From the line that includes "Put a dot on each instance of the distant" to the closing line of the data, please transcribe every line exactly and add nothing.

......

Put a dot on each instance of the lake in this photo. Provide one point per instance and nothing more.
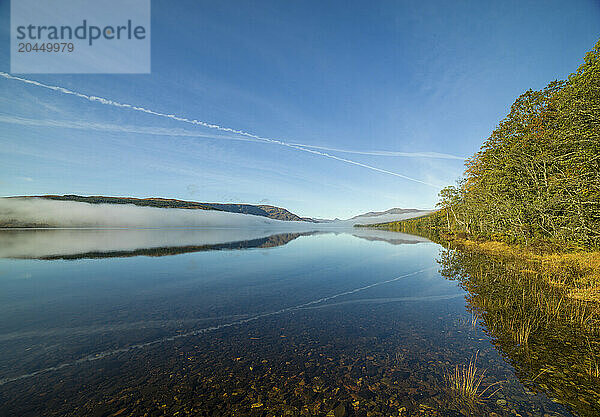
(220, 322)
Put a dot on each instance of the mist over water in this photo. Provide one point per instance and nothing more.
(76, 214)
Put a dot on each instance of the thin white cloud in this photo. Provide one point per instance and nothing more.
(434, 155)
(196, 122)
(160, 131)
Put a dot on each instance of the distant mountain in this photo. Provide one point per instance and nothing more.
(390, 215)
(271, 212)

......

TASK ANSWER:
Put a dot on each instance of the distant mountain in this photo. Provide one point per instance and nothing more.
(390, 215)
(271, 212)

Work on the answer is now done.